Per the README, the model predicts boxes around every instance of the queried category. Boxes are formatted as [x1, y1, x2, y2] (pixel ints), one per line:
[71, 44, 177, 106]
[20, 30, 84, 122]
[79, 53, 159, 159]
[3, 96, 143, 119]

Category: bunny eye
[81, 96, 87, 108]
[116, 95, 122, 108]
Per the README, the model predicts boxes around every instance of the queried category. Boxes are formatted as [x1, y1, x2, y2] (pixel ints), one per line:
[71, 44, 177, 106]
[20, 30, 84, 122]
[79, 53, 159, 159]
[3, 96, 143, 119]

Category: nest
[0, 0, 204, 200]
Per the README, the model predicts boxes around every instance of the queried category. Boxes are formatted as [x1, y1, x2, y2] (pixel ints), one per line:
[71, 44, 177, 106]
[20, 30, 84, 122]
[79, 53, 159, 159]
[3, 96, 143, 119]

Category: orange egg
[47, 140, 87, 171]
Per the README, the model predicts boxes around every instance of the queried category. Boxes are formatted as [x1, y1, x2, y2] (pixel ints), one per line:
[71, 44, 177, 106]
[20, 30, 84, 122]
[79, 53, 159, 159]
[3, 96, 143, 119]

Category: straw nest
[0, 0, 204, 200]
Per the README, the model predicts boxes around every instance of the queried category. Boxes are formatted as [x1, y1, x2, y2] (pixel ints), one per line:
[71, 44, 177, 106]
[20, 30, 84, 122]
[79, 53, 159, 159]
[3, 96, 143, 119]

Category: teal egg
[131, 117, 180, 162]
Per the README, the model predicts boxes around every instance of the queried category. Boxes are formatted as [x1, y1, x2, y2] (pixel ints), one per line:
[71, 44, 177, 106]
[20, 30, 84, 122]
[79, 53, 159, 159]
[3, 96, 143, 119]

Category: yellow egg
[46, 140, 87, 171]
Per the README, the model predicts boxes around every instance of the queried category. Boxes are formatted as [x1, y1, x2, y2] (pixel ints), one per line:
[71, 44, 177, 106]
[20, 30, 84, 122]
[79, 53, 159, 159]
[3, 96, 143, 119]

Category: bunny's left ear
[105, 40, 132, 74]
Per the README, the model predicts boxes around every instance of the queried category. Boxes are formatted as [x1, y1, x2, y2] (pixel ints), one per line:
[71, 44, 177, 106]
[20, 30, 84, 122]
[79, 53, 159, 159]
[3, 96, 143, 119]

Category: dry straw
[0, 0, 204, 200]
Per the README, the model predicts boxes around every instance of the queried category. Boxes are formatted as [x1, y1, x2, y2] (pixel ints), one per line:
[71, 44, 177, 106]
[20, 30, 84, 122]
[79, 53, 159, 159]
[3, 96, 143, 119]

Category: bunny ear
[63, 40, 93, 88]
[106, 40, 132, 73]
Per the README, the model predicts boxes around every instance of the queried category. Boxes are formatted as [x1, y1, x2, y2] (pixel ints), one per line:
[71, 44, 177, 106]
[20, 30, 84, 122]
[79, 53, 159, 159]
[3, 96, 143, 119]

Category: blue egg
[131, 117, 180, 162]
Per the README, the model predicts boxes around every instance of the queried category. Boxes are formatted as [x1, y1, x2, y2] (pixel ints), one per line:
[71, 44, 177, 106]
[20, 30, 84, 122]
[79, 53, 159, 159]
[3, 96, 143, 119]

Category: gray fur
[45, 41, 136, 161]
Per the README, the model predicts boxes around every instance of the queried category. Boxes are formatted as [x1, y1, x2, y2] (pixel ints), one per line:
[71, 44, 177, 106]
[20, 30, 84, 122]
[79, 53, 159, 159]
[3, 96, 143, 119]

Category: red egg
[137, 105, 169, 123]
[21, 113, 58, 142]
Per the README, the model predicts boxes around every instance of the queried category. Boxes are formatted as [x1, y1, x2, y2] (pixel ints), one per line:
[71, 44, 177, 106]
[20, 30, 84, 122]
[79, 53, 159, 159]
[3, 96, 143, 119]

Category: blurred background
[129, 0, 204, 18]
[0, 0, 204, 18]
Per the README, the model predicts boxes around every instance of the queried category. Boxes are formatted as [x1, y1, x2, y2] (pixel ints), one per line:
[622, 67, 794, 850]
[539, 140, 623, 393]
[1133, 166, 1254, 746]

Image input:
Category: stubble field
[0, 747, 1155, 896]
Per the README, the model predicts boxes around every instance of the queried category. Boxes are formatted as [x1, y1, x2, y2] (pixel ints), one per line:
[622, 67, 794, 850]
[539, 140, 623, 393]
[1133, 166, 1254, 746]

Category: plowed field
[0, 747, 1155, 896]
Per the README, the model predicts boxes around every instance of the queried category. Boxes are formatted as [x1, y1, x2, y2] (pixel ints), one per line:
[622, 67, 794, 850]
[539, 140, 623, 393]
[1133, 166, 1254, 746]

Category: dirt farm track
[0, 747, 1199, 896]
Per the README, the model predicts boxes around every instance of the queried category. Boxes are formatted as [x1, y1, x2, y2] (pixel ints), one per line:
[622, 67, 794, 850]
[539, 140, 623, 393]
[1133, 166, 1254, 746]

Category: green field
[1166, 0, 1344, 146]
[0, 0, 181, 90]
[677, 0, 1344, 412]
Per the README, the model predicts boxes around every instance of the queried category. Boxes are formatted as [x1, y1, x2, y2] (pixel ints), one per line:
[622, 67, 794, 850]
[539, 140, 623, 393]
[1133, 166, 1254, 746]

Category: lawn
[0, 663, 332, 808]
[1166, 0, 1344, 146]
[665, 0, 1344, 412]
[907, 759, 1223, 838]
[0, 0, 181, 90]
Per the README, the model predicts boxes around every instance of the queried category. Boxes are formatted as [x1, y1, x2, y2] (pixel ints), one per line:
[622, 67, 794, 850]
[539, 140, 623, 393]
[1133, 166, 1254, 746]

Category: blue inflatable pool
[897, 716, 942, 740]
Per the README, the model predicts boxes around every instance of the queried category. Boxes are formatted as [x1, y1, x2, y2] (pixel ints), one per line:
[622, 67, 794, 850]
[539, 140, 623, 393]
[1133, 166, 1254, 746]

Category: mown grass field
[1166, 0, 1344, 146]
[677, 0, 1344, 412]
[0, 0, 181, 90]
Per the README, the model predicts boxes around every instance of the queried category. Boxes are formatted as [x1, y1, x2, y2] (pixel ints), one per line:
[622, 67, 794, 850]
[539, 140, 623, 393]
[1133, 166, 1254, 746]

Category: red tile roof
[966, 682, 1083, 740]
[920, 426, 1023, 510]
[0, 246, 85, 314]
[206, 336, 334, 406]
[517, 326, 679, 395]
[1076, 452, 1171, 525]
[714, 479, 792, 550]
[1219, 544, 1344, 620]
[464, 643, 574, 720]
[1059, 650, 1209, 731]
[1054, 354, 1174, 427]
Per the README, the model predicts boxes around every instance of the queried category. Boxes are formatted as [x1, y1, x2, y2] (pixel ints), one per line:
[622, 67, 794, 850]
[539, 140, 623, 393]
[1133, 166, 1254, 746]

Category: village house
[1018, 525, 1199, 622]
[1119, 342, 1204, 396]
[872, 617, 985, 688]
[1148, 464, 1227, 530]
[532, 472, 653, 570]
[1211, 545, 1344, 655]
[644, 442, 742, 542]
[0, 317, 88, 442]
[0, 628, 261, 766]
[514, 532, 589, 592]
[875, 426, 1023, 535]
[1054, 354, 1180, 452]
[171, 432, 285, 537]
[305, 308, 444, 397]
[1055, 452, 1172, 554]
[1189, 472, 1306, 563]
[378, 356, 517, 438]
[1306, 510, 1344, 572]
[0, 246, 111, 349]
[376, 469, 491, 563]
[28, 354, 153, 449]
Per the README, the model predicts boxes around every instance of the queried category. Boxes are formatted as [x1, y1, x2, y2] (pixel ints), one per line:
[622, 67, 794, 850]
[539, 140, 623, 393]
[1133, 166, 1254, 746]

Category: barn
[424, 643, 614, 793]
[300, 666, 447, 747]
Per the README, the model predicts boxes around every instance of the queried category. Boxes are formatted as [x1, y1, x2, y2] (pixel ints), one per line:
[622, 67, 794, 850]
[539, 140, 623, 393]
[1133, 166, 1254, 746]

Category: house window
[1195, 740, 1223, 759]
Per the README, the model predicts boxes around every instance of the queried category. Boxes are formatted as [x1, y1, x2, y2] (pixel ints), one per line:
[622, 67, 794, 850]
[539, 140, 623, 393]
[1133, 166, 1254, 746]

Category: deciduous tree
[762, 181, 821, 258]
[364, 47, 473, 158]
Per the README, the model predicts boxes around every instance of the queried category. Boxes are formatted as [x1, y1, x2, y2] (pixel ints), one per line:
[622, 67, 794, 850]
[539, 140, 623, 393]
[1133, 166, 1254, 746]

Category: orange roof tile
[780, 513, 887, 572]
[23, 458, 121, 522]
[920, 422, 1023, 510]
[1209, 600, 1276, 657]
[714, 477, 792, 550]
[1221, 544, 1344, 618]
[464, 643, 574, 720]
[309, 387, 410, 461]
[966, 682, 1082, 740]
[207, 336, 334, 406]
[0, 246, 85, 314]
-.-.-
» **INSTRUCTION**
Pull every line from the rows above that contains the string "house". Case counts, so copy only lines where it appears with the same capitalization.

» **RESULT**
Category: village house
Category: house window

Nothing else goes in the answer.